### Action item
Determine how many lines in the records below contain "blue", then state that number alone.
◆ ◆ ◆ ◆
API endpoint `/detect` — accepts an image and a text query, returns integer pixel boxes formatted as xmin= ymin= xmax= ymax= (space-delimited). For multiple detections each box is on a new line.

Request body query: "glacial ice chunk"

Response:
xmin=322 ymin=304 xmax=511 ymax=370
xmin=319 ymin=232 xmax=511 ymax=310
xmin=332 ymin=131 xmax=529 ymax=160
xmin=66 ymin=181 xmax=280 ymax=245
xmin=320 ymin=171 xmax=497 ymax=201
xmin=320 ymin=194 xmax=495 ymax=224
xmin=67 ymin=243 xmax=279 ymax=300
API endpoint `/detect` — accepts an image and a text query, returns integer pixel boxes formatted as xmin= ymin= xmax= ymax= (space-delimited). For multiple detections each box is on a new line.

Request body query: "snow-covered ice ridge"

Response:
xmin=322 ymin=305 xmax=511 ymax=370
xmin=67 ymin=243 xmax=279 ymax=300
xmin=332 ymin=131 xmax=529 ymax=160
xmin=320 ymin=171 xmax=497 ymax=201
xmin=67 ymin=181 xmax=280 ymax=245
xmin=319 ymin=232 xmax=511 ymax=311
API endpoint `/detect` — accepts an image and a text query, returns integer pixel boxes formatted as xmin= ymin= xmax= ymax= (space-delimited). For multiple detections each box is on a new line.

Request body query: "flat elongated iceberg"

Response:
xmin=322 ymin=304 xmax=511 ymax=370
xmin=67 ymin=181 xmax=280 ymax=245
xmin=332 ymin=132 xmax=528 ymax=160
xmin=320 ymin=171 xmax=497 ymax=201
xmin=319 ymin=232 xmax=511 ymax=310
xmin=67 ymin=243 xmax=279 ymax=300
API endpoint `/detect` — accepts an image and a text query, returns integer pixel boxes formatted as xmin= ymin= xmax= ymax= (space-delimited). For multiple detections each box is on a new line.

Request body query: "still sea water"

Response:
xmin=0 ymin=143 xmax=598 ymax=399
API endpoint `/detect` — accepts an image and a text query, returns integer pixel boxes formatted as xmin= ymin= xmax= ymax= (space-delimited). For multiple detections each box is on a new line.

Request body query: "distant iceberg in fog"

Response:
◆ ◆ ◆ ◆
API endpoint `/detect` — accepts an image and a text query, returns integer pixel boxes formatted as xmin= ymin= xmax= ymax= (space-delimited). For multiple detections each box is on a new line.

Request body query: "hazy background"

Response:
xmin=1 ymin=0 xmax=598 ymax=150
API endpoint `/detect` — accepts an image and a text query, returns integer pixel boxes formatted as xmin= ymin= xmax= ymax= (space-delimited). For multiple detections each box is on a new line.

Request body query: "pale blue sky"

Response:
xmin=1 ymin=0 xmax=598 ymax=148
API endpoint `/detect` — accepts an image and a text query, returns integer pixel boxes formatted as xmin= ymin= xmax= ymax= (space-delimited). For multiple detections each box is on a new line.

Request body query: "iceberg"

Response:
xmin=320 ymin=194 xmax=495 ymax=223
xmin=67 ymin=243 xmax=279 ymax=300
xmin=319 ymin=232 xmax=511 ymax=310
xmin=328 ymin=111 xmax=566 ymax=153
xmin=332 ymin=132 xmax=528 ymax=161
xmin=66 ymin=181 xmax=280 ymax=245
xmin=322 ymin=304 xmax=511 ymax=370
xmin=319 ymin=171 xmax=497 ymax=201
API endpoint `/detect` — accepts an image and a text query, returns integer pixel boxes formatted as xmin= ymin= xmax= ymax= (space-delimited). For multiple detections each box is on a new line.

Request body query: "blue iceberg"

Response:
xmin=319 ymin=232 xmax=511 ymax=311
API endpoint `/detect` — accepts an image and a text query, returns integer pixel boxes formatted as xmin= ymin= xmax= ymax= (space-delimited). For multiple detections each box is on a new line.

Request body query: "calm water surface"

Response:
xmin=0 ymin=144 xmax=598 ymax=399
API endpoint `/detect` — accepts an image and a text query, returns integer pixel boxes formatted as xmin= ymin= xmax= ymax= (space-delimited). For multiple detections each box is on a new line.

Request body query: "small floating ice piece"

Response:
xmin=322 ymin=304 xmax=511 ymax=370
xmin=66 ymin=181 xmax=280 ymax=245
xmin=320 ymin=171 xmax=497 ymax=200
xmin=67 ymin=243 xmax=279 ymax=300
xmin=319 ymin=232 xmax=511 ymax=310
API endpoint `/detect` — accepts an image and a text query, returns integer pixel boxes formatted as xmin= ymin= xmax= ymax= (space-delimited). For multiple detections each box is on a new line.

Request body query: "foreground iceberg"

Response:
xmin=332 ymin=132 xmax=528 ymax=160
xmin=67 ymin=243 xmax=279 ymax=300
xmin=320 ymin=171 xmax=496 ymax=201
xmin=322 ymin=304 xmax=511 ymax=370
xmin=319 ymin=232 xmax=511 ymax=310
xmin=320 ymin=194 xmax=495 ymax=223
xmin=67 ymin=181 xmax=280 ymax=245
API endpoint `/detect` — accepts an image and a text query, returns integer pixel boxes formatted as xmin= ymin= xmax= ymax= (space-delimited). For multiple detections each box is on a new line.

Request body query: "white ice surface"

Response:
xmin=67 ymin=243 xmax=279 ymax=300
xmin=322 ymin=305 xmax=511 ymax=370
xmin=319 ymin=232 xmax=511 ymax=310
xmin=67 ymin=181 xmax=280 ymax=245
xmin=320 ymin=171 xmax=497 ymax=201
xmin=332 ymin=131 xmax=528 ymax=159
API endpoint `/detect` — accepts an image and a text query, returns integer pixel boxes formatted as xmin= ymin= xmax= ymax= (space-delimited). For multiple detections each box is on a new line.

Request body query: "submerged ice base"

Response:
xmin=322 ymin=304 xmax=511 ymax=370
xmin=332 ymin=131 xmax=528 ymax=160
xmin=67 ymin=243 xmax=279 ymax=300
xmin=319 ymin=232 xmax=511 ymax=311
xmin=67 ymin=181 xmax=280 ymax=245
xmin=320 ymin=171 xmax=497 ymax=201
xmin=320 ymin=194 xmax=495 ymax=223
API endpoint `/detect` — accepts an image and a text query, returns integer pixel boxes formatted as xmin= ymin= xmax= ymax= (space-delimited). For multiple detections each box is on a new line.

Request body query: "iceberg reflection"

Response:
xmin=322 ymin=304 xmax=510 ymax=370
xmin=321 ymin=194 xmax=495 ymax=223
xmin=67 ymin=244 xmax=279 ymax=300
◆ ◆ ◆ ◆
### Reply to the task
2